• _Source information_

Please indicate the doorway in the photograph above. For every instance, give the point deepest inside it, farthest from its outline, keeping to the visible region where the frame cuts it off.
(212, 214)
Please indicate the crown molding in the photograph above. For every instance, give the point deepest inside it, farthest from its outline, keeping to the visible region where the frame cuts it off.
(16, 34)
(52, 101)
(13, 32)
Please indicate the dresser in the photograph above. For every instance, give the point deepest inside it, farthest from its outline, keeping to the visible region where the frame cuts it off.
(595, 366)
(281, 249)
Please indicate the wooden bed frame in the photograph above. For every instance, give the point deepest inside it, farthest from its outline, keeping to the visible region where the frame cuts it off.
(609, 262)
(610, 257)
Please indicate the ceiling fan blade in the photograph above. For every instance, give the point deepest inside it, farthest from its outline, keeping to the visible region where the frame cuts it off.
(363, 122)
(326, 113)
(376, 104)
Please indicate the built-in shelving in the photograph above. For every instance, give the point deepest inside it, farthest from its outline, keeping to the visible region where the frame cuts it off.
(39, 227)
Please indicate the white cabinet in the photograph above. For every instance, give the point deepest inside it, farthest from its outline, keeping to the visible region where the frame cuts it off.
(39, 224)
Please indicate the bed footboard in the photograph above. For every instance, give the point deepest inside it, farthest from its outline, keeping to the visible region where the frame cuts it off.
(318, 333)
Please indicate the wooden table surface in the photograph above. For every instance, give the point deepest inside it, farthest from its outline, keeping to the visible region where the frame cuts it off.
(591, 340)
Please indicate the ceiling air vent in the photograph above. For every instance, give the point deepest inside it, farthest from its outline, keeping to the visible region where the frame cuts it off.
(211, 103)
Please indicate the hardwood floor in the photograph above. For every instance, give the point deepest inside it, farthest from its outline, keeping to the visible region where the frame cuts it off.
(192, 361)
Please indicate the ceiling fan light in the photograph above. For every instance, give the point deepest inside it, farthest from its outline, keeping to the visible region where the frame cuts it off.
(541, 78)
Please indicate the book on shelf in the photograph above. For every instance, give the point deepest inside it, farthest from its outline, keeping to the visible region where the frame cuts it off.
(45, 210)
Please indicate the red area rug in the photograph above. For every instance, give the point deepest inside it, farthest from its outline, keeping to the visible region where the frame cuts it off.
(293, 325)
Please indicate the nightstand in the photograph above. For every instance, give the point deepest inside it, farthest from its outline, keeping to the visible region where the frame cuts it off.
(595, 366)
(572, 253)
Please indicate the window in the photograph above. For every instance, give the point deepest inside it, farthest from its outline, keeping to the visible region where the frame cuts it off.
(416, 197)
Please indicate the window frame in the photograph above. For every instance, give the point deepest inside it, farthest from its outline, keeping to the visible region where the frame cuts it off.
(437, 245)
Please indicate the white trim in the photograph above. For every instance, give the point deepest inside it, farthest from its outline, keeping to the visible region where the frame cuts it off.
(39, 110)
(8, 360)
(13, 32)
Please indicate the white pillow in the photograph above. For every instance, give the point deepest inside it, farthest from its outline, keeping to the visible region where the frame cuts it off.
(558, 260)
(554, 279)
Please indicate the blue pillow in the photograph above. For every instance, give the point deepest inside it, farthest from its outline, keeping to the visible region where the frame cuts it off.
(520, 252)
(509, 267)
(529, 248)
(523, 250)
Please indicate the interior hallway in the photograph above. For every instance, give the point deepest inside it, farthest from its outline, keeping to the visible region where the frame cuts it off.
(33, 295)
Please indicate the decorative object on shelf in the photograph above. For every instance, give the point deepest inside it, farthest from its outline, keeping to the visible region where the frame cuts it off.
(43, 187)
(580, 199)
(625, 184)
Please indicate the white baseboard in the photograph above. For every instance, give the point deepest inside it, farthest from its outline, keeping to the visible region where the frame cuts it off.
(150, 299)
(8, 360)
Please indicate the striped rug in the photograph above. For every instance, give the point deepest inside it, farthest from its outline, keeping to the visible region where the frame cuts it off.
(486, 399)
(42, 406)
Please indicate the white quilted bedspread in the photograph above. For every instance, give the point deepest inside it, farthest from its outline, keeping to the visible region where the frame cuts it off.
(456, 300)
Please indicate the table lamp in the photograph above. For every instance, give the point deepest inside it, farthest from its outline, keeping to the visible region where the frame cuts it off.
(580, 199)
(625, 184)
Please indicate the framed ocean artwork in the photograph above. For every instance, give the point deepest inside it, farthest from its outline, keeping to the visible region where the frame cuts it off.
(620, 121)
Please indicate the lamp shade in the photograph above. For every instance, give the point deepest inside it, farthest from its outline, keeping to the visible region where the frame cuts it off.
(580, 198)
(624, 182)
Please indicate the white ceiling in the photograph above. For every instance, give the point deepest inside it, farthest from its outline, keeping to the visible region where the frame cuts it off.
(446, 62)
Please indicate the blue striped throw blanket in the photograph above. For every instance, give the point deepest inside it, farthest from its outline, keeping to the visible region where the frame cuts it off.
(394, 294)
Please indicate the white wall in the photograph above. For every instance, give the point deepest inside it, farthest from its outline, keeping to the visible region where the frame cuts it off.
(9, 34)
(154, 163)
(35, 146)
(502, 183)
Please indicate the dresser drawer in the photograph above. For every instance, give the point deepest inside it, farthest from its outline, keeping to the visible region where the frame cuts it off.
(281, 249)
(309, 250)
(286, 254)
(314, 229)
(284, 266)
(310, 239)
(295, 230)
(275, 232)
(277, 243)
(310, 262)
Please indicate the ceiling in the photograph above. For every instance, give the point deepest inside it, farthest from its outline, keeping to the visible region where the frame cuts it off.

• _Assignment_
The material above needs to be copied out in full, exactly as given.

• _The answer_
Please indicate the doorway in the photograph above. For every instance, give the point deepest inside it, farthest from its outline, keeping to the visible region where the frame cuts it off.
(212, 214)
Please indicate the crown molding in the photograph above. For every instance, give the point deepest inside it, farthest from its outline, keeping to the visible region where the frame cuts it off.
(16, 34)
(52, 101)
(13, 32)
Please indicate the dresser in the photograph above. For every instance, give the point deepest inside it, farthest from its outline, keeping to the visible region where the frame cuts it off.
(595, 366)
(281, 249)
Please indicate the wooden bed frame in the photograph above. For every instance, give the point deepest inside it, farthest from its outline, keeping to the visible region where the frame cuts it off.
(609, 262)
(610, 257)
Please indicate the ceiling fan blade in the photograph above. For every instance, give the point deepest inside it, farthest from its outline, keeping to the visible region where the frame cuts it off.
(363, 122)
(326, 113)
(376, 104)
Please indicate the built-in shelving in the photograph above. For every instance, give the point deepest inside it, farthest from its outline, keeping to the visible region where the frame cuts it off.
(39, 227)
Please indicate the white cabinet in the photograph above. For every instance, give the point deepest inside it, farthest from its outline, keeping to the visible region where the frame cuts it off.
(39, 224)
Please indicate the bed footboard in the photograph above. For every instance, give the point deepest inside it, farthest from its outline, keeping to the visible region where the frame cuts it off.
(318, 333)
Please indicate the wooden table surface in the photograph above. For every instance, give the point deepest inside it, farthest from its outline, keeping to the visible region where the frame cuts it off.
(591, 340)
Please indicate the ceiling air vent in the photograph above. For every instance, give the point deepest inside it, farthest from its outline, keeping to the visible region where the frame cuts it off.
(211, 103)
Please indicate the hardwood floor in the photograph above. For every instance, give the point deepest inside it, farthest from its outline, keeping to the visible region where the frame cuts it off.
(192, 361)
Please indicate the ceiling fan light in the photograph above. For every instance, give the point deepest inside it, farthest from its outline, keeping to the visible region where the frame cuts it off.
(541, 78)
Please indicate the book on shelf in the photograph above. For every instance, give the point deepest inside it, farthest from its outline, keeping to the visible region where the frame cuts it off.
(45, 210)
Please indicate the red area rug in the photograph above. For every instance, give the point deepest inside it, farthest from its outline, keeping to the visible region where the frame cuts it off.
(293, 325)
Please indicate the nightstand in the photograph above. For every instance, give the point deepest inside it, farthest from its outline, keeping to the visible region where the frame cuts it off.
(595, 366)
(572, 253)
Please indicate the window in the photograph above. For every instance, give the point deepest inside it, farthest from its outline, keeping to the visible region where the frame cuts it off.
(416, 197)
Please indicate the window frame in the photograph above. For every instance, give the point deepest inside it, farthest from its outline, keeping to the visible region where the frame cuts it off.
(437, 245)
Please indicate the white trim in the photograph above. For every instance, give the point deepest inside it, farthest from its outline, keeping to the visible region where the frame cuts it off.
(39, 110)
(8, 360)
(13, 32)
Please indicate the white pillow in the photograph above. For every instance, give the point deepest inside it, farthest from its outline, keeping to the visible region where the frame cuts it off.
(558, 260)
(554, 279)
Please indicate the blue pillow in the photograph above. For every instance, give the point deepest inside it, farthest from its outline, keeping to the visible region where the frame cuts it off.
(520, 252)
(509, 267)
(529, 248)
(523, 250)
Please indicate the interior hallway in the photograph above. For every instance, give the point deepest inside it, farthest from its outline, keeping to the visible region where the frame cuts it off.
(33, 295)
Please indicate the decorative object on shelf in the photograph above. For every instance, give the point deepest inside it, farthest from its outline, keeping to the visible region where the frame cuts it off.
(43, 187)
(580, 199)
(625, 184)
Please indicate the white baseboard in the photograph above. For every instance, give the point deepest inside it, farthest from its outline, keeping to the visible region where the frame cuts it off.
(150, 299)
(8, 360)
Please indicate the striped rug in the photograph above. For every instance, give the point deepest inside it, farthest from its outline, keeping to the visible region where the frame cuts it off.
(486, 399)
(42, 406)
Please indicate the white quilted bedspread in the photograph above. For every instance, give the point deepest inside it, farthest from its outline, keeping to the visible region where the frame cuts it off.
(456, 300)
Please indicate the table lamp in the photograph above. For every instance, give the point deepest inside it, farthest from its outline, keeping to the visible region where the frame cuts it off.
(580, 199)
(625, 184)
Please indicate the framed ocean artwork in the photograph above. For every instance, give the point deepest inside it, farthest from its outline, keeping to the visible region where the frame cuts it off.
(620, 121)
Please indicate the lamp shade in the photograph above. For every instance, give the point deepest inside it, farthest from its outline, keeping to the visible region where the frame cuts it off.
(580, 198)
(624, 182)
Please indicate the white ceiling in the photograph above. For every instance, give the point deepest inside it, farthest from its outline, keeping to the visible region where the frame cuts it off.
(446, 62)
Please indicate the blue striped throw blanket in the photograph above. For every instance, give the point deepest inside it, farthest from its outline, keeping to the visible region where the frame cuts it off.
(394, 294)
Please indicate the white wall in the photograph above. For every instance, give the point deepest inside it, farthest from its outline, keeping to the visible region where the frame cuts it off.
(9, 34)
(154, 163)
(35, 146)
(502, 183)
Please indicate the dresser drawer in the photograph above. For every instance, give the point deepest inside it, farthest from its outline, keeping to the visible region where the frame cuts it off.
(281, 249)
(309, 250)
(286, 254)
(314, 229)
(284, 266)
(310, 239)
(295, 230)
(275, 232)
(277, 243)
(310, 262)
Please indicate the ceiling in the photograph above. For every instance, give the point deepest inside it, farthest from its outline, keeping to the visible region where the frame cuts it off.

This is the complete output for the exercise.